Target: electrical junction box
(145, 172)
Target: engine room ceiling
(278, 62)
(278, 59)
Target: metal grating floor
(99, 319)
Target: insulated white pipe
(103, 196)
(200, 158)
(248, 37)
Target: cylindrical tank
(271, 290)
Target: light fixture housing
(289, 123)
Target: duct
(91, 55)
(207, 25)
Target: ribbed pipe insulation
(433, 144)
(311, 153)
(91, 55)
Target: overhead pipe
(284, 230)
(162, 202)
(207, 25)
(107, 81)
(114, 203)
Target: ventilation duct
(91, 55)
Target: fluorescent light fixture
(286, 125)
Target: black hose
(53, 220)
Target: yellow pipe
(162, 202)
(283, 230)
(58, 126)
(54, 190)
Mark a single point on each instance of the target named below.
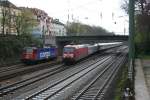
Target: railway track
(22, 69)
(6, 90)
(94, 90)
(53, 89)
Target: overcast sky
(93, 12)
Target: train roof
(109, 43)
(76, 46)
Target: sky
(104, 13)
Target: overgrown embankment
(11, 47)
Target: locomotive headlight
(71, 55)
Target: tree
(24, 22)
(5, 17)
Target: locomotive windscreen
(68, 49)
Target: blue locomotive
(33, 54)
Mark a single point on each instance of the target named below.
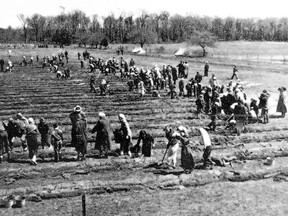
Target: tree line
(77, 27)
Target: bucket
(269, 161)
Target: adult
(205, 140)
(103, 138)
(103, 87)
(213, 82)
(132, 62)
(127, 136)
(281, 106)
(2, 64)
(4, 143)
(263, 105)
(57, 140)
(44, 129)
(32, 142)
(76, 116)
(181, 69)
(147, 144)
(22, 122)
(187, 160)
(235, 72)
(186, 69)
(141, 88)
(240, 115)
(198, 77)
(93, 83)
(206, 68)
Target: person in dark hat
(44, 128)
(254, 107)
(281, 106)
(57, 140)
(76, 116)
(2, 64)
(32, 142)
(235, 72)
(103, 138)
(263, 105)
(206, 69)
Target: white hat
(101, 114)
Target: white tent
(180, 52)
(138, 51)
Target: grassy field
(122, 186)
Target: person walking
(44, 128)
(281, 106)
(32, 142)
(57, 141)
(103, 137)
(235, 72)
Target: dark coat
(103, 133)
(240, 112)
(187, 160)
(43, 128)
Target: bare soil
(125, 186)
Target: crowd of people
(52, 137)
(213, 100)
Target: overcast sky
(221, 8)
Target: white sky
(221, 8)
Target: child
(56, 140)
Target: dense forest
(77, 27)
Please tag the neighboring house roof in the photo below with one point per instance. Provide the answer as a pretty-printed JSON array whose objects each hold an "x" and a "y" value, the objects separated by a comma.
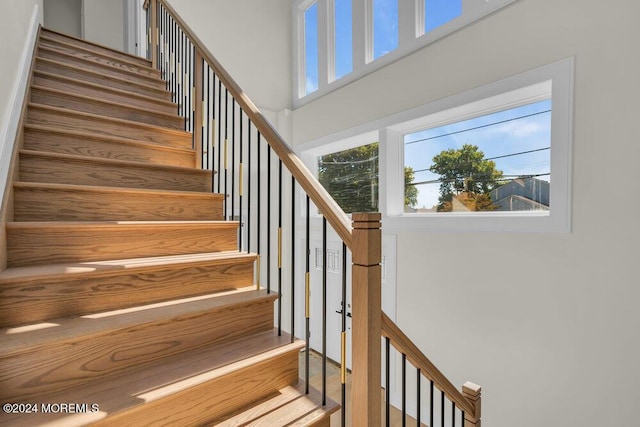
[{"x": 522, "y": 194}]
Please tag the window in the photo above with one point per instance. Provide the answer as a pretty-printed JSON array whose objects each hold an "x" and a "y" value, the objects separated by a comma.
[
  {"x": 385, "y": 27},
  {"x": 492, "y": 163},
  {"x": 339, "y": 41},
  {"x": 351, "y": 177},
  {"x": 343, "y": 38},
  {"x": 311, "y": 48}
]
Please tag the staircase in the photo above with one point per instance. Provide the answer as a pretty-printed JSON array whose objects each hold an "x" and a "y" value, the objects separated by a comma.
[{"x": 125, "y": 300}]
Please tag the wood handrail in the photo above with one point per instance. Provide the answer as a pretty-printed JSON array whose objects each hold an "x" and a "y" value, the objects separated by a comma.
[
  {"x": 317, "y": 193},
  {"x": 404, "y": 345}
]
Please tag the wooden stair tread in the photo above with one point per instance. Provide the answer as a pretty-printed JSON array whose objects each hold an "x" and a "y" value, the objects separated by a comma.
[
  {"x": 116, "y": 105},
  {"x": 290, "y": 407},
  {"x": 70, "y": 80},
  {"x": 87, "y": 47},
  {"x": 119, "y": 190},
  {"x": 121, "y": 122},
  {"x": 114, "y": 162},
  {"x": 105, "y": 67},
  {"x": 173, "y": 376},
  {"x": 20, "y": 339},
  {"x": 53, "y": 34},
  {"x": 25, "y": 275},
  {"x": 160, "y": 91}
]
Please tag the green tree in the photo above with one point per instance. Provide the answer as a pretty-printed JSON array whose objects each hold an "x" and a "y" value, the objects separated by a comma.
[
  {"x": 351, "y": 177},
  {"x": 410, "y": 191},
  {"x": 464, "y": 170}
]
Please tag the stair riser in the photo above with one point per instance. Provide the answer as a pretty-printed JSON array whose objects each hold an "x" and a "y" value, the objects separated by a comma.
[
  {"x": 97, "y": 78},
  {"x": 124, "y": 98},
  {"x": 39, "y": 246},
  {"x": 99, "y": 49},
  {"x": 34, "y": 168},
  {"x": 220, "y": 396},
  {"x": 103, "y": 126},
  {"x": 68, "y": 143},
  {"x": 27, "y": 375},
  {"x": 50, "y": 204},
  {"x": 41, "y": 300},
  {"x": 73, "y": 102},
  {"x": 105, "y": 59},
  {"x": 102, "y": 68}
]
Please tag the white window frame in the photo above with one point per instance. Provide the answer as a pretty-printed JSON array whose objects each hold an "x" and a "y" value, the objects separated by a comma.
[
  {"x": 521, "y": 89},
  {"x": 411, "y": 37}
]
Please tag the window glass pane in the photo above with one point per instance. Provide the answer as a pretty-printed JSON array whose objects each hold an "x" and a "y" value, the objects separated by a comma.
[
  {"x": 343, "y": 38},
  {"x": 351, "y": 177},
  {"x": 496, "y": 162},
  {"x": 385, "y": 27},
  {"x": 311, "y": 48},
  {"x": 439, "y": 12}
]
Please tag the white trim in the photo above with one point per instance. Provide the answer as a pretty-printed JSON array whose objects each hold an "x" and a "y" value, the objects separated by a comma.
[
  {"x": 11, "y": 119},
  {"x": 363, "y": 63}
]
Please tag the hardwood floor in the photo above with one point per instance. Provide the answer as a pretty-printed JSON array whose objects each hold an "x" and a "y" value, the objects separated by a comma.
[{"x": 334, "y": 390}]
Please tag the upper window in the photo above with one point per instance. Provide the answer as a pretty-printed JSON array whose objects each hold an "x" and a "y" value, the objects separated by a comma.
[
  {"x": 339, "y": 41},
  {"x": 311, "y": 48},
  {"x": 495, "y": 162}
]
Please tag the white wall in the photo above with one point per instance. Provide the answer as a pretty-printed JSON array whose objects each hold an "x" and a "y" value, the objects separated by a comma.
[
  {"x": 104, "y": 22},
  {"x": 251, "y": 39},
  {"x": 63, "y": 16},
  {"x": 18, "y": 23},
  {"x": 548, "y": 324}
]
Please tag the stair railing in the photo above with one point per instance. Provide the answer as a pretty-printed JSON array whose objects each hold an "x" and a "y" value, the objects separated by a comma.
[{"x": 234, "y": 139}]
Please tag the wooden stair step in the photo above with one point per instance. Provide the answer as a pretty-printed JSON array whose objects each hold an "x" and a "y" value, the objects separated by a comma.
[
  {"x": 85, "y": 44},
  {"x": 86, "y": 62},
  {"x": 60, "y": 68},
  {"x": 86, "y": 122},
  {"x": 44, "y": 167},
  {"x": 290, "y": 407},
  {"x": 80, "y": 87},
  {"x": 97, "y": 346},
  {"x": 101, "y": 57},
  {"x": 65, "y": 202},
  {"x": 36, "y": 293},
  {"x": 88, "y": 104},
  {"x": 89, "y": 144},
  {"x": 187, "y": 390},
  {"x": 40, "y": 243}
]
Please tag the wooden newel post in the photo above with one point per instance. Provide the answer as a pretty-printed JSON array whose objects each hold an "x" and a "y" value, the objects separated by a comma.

━━━━━━

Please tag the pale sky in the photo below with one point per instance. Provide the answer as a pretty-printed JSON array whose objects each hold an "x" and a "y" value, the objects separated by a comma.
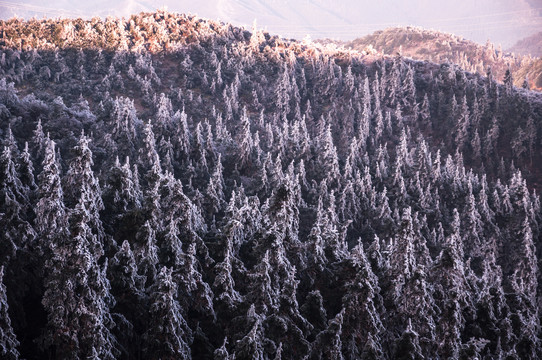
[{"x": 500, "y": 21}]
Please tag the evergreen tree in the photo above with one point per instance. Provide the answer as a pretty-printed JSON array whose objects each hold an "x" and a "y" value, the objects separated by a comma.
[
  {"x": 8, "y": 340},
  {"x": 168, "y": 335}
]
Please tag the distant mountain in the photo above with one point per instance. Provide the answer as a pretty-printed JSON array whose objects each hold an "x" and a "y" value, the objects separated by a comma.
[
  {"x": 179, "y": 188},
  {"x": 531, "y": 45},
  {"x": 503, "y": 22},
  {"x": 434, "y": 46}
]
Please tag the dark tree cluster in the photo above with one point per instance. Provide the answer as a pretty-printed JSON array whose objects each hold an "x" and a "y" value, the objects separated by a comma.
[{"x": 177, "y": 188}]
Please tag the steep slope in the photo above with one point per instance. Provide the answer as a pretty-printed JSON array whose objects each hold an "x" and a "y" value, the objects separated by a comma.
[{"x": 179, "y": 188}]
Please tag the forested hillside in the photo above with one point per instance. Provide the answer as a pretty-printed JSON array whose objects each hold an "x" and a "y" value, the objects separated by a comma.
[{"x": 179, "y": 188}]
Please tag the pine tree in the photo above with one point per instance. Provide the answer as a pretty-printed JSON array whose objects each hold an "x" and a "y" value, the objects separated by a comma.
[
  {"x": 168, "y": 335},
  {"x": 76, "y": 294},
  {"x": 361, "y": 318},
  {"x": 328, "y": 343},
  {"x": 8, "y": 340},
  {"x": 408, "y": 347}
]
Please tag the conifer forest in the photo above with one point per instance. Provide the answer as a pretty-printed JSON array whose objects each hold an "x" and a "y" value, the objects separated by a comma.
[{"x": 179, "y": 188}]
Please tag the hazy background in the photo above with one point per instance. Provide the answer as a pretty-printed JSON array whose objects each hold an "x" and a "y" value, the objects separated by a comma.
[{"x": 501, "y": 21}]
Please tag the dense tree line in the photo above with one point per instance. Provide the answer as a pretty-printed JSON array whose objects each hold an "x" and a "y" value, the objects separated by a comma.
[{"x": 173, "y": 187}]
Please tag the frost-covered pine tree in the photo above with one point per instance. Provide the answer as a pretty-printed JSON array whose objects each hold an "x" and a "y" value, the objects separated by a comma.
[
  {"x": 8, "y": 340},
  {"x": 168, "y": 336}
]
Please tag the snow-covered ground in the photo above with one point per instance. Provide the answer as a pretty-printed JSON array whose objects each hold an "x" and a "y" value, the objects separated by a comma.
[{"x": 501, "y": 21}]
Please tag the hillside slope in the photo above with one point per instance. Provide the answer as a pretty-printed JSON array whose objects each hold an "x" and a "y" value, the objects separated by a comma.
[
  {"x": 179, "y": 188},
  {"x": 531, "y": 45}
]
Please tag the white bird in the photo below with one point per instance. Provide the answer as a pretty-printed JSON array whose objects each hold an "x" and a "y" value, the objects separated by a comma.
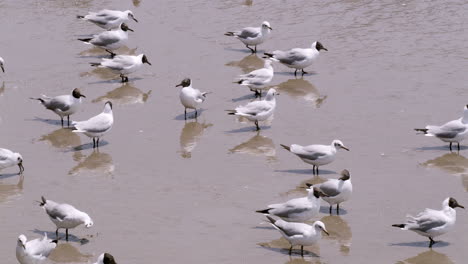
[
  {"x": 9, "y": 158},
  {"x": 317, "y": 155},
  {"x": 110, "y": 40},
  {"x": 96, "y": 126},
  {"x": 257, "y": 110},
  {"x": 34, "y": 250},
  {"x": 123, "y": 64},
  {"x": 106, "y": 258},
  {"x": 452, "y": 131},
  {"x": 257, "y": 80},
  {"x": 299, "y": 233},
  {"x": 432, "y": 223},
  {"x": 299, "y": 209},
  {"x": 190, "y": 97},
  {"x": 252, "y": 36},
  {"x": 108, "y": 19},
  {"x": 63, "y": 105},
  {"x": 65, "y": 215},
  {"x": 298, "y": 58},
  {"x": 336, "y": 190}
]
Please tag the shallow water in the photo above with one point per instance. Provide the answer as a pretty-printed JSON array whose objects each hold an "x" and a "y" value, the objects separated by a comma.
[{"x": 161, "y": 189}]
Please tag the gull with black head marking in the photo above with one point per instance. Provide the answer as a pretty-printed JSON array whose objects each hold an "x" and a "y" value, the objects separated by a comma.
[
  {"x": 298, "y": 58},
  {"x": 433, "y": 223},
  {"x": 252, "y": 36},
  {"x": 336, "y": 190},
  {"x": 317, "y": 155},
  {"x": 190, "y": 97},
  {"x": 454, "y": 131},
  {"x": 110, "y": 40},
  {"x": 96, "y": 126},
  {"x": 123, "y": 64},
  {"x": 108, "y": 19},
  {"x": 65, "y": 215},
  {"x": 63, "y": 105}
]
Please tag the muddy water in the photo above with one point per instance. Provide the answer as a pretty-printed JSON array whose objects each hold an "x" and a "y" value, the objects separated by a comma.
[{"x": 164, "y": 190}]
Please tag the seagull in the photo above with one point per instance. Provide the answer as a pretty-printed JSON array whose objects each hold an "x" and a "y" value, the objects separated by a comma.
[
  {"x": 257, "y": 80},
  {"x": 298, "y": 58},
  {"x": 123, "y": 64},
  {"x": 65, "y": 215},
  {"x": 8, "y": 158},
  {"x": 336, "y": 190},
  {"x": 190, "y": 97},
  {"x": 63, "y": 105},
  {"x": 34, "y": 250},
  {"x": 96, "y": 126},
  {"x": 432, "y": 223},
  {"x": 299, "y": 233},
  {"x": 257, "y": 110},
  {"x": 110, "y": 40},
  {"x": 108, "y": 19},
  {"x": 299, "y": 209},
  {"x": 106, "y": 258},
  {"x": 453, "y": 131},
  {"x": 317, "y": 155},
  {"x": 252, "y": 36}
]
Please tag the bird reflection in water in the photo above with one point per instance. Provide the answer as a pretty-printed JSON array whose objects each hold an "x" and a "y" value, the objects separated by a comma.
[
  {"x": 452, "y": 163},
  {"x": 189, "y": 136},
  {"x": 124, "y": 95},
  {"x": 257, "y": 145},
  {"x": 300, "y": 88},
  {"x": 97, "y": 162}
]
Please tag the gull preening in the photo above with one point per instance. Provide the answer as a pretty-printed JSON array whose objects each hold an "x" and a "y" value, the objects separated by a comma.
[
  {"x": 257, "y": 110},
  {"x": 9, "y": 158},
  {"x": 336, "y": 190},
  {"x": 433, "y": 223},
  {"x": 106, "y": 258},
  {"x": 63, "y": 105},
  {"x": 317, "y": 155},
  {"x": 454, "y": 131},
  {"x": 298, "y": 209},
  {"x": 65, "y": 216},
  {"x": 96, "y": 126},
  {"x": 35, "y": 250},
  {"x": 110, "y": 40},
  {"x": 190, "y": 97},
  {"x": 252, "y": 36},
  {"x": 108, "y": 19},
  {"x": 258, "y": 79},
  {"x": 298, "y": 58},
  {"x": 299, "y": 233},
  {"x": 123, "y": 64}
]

━━━━━━

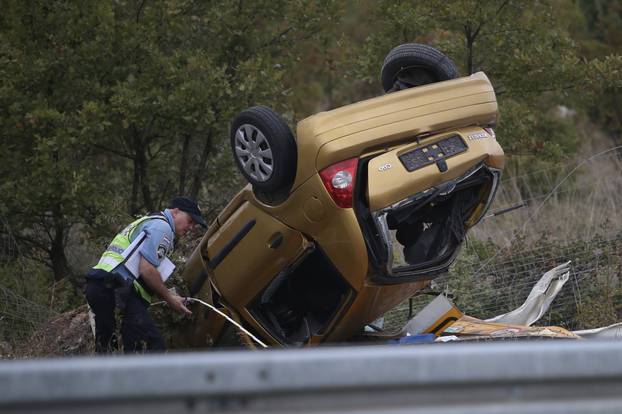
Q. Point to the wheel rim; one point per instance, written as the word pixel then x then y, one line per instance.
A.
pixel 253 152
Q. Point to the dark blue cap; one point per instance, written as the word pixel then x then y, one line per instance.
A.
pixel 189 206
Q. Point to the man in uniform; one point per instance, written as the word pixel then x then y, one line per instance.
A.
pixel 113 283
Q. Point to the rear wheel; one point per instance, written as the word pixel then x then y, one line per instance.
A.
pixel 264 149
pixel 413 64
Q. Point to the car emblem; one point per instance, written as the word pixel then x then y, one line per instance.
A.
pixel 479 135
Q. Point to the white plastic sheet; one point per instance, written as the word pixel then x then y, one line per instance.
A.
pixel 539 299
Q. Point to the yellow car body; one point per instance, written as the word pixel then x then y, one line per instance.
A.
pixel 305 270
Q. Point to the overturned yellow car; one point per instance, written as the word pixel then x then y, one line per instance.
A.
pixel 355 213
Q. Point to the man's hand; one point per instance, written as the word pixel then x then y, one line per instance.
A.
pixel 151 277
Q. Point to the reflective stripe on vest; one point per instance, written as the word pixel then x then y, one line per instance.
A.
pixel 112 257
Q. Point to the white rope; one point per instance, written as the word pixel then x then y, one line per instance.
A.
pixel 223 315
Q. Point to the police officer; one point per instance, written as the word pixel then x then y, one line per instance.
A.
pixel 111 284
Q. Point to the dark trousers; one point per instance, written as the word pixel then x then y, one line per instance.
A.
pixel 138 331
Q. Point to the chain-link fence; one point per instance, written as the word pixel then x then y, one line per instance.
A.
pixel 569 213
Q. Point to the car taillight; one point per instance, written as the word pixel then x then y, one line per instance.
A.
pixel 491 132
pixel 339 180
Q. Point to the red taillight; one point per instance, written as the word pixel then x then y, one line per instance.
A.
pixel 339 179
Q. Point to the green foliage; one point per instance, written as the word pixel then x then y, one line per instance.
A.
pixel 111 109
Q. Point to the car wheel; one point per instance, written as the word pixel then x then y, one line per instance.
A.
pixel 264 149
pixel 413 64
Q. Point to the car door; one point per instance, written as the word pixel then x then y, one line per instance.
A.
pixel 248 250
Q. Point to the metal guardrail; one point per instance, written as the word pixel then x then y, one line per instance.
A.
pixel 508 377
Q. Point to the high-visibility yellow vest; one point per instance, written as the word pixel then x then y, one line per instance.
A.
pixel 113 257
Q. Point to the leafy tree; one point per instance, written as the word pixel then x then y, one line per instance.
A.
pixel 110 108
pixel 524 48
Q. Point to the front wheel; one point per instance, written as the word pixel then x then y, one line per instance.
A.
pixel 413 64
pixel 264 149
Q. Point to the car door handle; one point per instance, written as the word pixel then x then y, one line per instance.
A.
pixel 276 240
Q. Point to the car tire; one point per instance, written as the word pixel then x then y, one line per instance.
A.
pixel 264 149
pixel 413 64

━━━━━━

- **What this task involves**
Read through the entries above, and wherever a line holds the string "vest", copy it.

- **Problem solution**
Q. Point to the reflective stripe on vest; one point per instance, written as the word pixel then x then y, one line per instance.
Q. Point to the high-visibility yellow vest; one point per instance, written as the word pixel then x then y, one line per instance.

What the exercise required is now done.